*PROBLEMS*.
• a. In the forum thread, translate this sentence into Spanish: "bad weather and state parks do NOT mix well."
• b. Based on the forum thread, explain in one to three sentences why Angcuru says that being rained out was even worse.
• c. Carry on the forum thread where people ask Angcuru to turn English words into new names, starting from its last post.

* Start PROVIDED TEXT *

YAY!  Gimme a minute and I'll think of some more.

On an OT note, what happened to your plans today?  I thought you were going out?


----------



## Angcuru

we got rained out. bad weather and state parks do NOT mix well. It sux even more because I missed a day of work for nothing. 

I'm tired of Seeing blackshirt5 Angcuru blackshirt5 Angcuru blackshirt5 Angcuru blackshirt5 Angcuru blackshirt5 Angcuru.....could someone else request something?


----------



## blackshirt5

Too bad.  Angcuru was walking around all Black Mage going "OH YEAH!  I'm gonna get me some!  In a park!  That'll shut Drew up!" and then he got rained out.

OK:
Stalking Cat
Forest Dragon
Lizard King
Blackblade
Blackleaf


----------



## Angcuru

blackshirt5 said:
			
		

> *Too bad.  Angcuru was walking around all Black Mage going "OH YEAH!  I'm gonna get me some!  In a park!  That'll shut Drew up!" and then he got rained out. *




 Unlike you, I don't move at Mach 2 when I go to make my move, Drew. 



			
				blackshirt5 said:
			
		

> *
> Stalking Cat
> Forest Dragon
> Lizard King
> Blackblade
> Blackleaf *




Stalking Cat - (nope, sorry)
Forest Dragon - Uruloki tel Taure
Lizard King - (optional H)aranakel'var  (reptile king)
Blackblade - Hyandamor
Blackleaf - Hyandalasse


----------



## ElMorte

I have only one request right now:

Stonecutter


----------



## Angcuru

ElMorte said:
			
		

> *I have only one request right now:
> 
> Stonecutter *




Stonecutter - Ondokurwaer (stone craftsman)
                      Ondorist(stone cut)

* End PROVIDED TEXT *
* Start SUPPLIED ENTRIES *

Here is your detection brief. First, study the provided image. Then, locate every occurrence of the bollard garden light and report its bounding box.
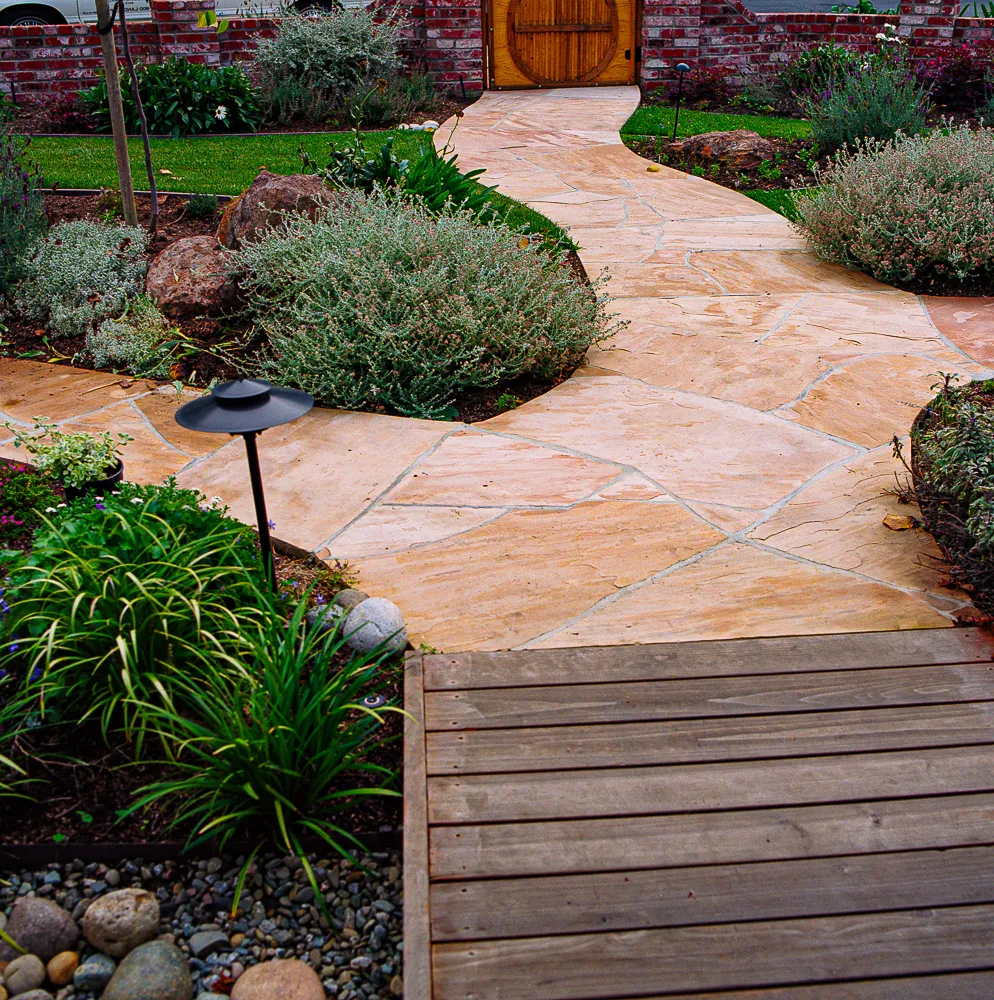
[176,378,314,592]
[673,63,690,142]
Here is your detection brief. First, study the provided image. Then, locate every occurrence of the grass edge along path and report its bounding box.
[28,130,567,242]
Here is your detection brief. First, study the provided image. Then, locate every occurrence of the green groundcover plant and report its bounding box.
[238,191,617,418]
[16,219,148,337]
[126,596,399,912]
[0,482,267,736]
[80,56,262,136]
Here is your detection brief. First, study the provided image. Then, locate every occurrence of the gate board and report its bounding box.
[490,0,635,87]
[404,629,994,1000]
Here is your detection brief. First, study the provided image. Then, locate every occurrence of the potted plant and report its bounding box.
[4,417,134,500]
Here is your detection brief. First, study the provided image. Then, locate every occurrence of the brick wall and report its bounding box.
[0,0,994,97]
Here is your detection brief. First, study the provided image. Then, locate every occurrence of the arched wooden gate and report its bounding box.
[487,0,635,87]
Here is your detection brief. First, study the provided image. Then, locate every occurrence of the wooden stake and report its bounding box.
[96,0,138,226]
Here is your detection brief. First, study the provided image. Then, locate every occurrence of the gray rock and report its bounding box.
[190,930,229,958]
[345,597,407,653]
[3,955,45,997]
[72,955,117,993]
[102,941,193,1000]
[81,889,159,958]
[0,896,79,963]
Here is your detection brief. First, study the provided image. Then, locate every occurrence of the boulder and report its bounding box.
[3,955,45,997]
[47,951,79,986]
[217,170,334,250]
[72,955,117,993]
[145,236,238,319]
[231,958,324,1000]
[83,889,159,958]
[101,941,191,1000]
[0,896,79,962]
[345,597,407,653]
[670,129,776,170]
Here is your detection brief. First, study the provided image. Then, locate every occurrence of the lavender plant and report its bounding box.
[795,125,994,291]
[236,191,618,418]
[0,131,45,295]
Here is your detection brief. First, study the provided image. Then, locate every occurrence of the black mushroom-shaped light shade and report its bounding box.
[170,378,314,591]
[170,378,314,434]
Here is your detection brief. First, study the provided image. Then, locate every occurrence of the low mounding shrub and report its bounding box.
[0,483,269,748]
[254,6,400,124]
[239,191,613,417]
[0,130,45,295]
[805,51,931,153]
[911,376,994,613]
[777,42,860,102]
[17,219,148,337]
[796,126,994,291]
[86,295,180,378]
[80,56,262,136]
[127,599,398,907]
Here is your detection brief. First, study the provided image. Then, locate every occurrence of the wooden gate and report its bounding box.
[489,0,635,87]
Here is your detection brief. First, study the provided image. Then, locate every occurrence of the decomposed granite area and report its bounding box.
[0,87,994,651]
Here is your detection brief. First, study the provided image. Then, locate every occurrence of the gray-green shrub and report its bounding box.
[86,295,179,377]
[0,130,45,295]
[796,125,994,291]
[254,7,400,121]
[17,219,148,337]
[238,191,616,417]
[805,50,931,153]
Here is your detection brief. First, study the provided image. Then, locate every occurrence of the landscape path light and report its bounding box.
[673,63,690,142]
[176,378,314,593]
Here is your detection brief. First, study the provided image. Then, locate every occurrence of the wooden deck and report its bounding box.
[404,629,994,1000]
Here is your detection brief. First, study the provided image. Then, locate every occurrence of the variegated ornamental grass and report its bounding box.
[795,125,994,294]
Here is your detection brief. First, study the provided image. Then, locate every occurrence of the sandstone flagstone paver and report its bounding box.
[0,87,994,651]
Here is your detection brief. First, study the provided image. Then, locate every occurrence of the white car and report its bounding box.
[0,0,337,25]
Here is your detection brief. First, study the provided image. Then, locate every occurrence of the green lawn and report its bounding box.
[621,104,811,139]
[29,131,565,247]
[30,132,428,194]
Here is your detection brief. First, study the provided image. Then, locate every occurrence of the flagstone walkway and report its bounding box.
[0,87,994,651]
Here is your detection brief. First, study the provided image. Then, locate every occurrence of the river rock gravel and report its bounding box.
[0,852,403,1000]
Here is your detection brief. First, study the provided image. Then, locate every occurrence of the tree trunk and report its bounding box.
[96,0,138,226]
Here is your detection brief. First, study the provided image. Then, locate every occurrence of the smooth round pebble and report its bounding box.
[3,955,45,997]
[345,597,407,653]
[46,951,79,986]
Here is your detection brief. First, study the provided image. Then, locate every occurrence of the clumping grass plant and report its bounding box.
[0,135,46,295]
[16,219,148,337]
[0,483,266,737]
[132,595,400,912]
[238,191,618,418]
[796,125,994,294]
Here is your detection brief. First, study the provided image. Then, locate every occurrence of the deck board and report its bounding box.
[405,629,994,1000]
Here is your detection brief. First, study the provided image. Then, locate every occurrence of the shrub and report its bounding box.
[127,600,397,910]
[86,295,181,378]
[0,465,62,540]
[777,42,860,101]
[4,417,134,487]
[2,484,269,733]
[797,126,994,289]
[80,56,262,136]
[0,129,45,295]
[17,219,148,337]
[806,52,930,153]
[918,41,994,111]
[255,7,400,121]
[239,191,614,417]
[911,375,994,613]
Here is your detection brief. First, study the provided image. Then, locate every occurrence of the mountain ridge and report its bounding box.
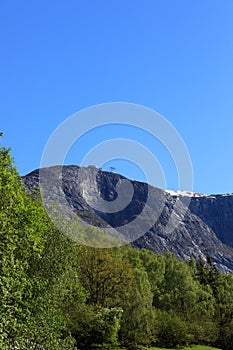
[23,165,233,272]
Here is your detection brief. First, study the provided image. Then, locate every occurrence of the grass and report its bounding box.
[149,345,221,350]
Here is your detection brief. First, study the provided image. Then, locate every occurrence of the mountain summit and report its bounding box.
[23,165,233,272]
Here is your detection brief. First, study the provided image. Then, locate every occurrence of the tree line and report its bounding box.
[0,138,233,350]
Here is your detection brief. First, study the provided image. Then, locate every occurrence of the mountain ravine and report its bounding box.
[23,165,233,272]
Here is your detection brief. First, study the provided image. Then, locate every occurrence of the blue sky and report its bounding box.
[0,0,233,193]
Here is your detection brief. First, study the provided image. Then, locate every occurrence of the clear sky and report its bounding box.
[0,0,233,194]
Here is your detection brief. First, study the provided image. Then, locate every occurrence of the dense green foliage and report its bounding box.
[0,138,233,350]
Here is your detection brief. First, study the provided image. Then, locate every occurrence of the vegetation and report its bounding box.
[0,135,233,350]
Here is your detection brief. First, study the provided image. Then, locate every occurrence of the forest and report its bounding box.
[0,137,233,350]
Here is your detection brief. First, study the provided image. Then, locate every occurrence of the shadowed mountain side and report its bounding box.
[23,166,233,272]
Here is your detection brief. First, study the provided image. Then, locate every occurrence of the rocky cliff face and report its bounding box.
[23,166,233,272]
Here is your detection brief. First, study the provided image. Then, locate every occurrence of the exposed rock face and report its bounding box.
[23,166,233,272]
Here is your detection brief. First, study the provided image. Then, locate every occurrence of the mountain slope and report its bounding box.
[23,166,233,272]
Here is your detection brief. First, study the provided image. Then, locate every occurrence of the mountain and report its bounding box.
[23,165,233,272]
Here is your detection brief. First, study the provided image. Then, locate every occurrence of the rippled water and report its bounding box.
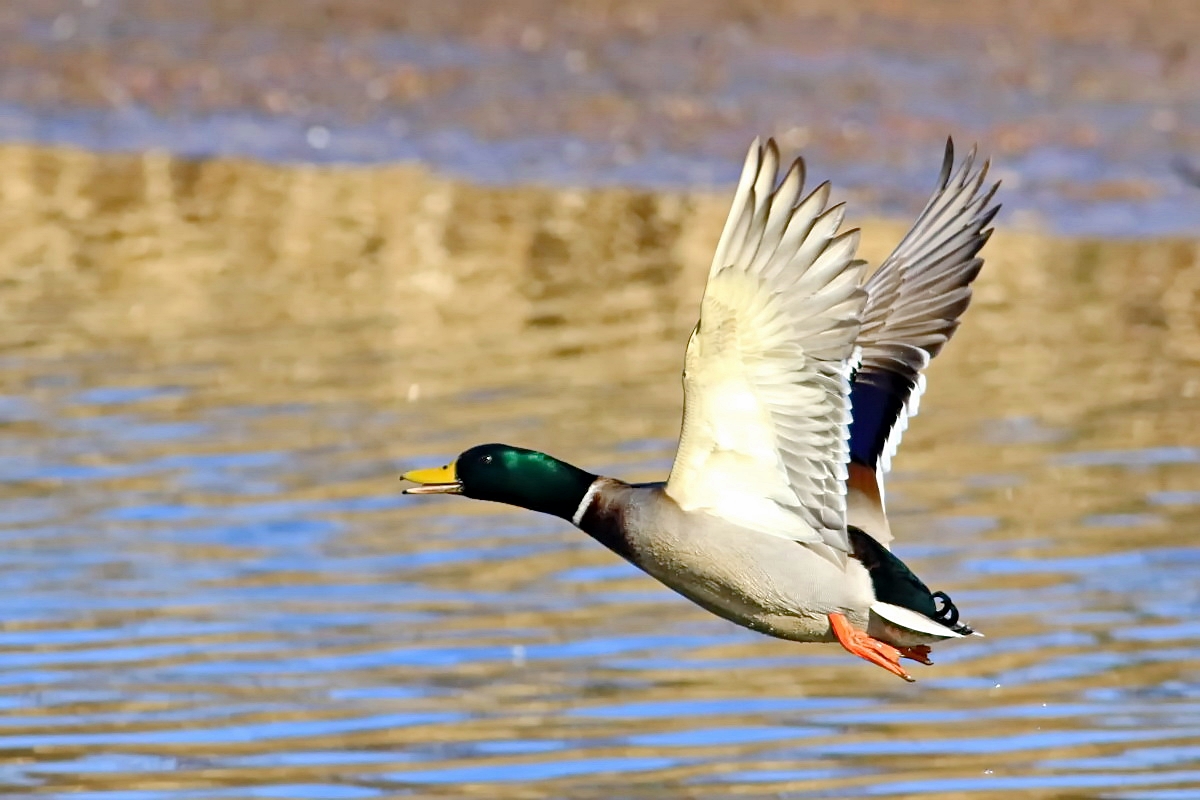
[0,148,1200,800]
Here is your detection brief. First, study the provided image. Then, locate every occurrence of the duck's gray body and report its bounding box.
[577,477,945,646]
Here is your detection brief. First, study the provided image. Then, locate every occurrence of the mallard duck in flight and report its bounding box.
[403,140,1000,681]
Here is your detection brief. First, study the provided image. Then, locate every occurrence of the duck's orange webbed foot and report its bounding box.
[896,644,934,667]
[829,614,919,684]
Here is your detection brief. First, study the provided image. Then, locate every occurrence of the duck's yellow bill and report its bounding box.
[401,464,462,494]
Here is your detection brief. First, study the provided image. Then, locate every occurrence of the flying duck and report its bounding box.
[403,140,1000,681]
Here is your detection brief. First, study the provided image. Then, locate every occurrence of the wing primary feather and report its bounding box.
[850,138,1000,545]
[666,140,866,564]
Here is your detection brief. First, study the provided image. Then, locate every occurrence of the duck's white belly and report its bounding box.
[631,506,875,642]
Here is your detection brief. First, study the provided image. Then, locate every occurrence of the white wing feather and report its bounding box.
[666,140,866,563]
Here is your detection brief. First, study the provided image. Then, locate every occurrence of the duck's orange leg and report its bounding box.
[896,644,934,667]
[829,614,916,684]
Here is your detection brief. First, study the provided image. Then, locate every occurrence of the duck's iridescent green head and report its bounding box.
[403,445,596,519]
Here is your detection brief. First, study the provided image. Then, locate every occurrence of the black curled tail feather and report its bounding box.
[847,527,974,636]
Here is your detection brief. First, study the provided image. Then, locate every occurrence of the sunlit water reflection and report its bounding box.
[0,149,1200,800]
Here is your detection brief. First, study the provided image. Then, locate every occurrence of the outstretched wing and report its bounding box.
[850,139,1000,545]
[666,140,866,563]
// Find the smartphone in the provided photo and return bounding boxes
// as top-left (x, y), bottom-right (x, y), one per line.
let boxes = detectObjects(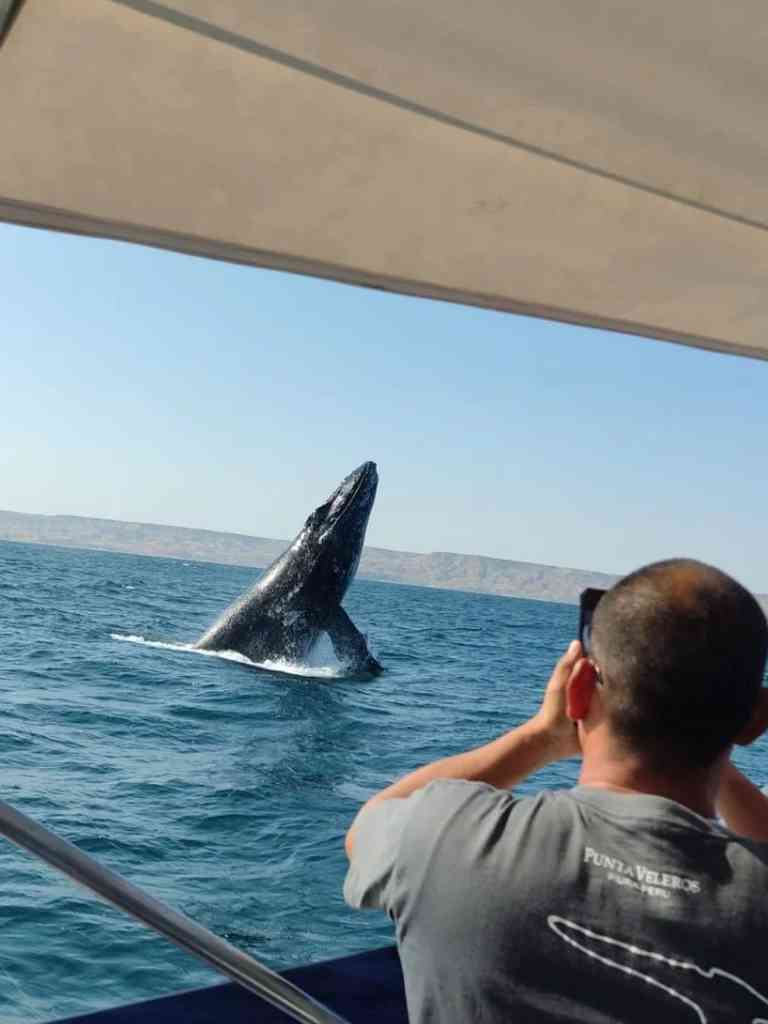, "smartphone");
top-left (579, 587), bottom-right (605, 655)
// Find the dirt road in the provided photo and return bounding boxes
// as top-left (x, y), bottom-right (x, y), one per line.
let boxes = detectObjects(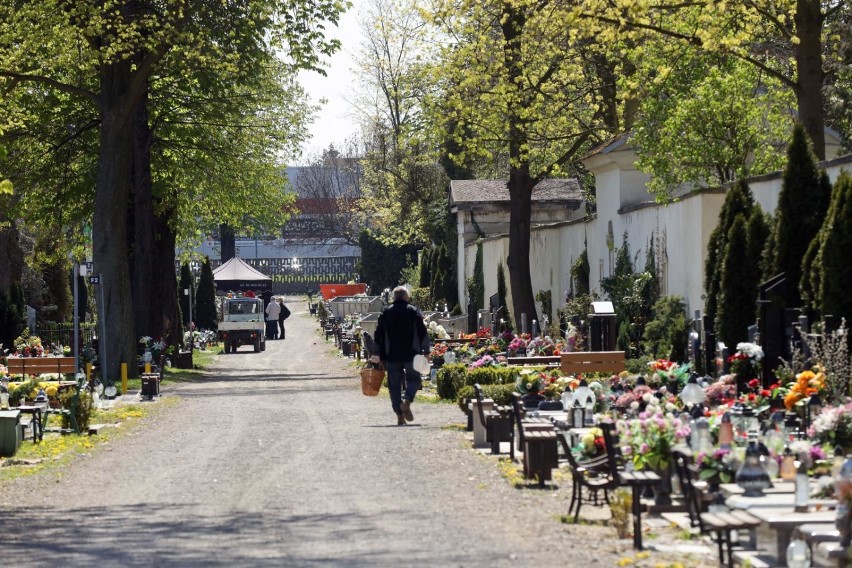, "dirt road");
top-left (0, 299), bottom-right (704, 567)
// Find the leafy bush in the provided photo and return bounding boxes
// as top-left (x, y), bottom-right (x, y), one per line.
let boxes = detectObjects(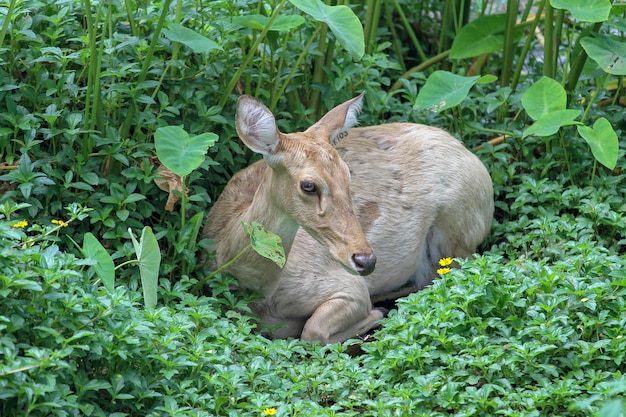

* End SUPPLIED ENTRIES *

*THE RESULTS*.
• a. El mal tiempo y los parques estatales NO combinan bien.

• b. Angcuru had missed a day of work for the outing. Since the bad weather canceled it, that day off was for nothing.

• c.
best I could do for ya


----------



## SamuraiY

Daughter of the waves
Sister of the waves
Sea Sprite
Frothrider

I think you saw the thread about this character


----------



## Ravellion

Wielder of the horn of power

user of the horn of power

player of the horn of power

he who enjoys the day

he who enjoys the morning

If you would translate, thanks!

Rav


----------



## Barendd Nobeard

*Re: Re: Re: Anyone Need an Elven Name?*



			
				Angcuru said:
			
		

> *
> 
> Filcher for the common good - Cam'Wethrin ten Iluveqeul (Thief for Everything Good, there was no word for common) *



Thanks!

Can you do this one:

Savior of the short folk


----------



## Angcuru

SamuraiY said:
			
		

> *Daughter of the waves
> Sister of the waves
> Sea Sprite
> Frothrider
> 
> I think you saw the thread about this character *




this the one who lost the arm?

Daughter of the waves - Tinu tel Famar
Sister of the waves - Seler tel Famar
Sea Sprite - Feaear
Frothrider - (no can do)

those were surprisingly easy..and they sound fairly badass as well.
If I may be so bold as to suggest:
Eranqui Wen tel Fea (One-Armed Maiden of the Sea)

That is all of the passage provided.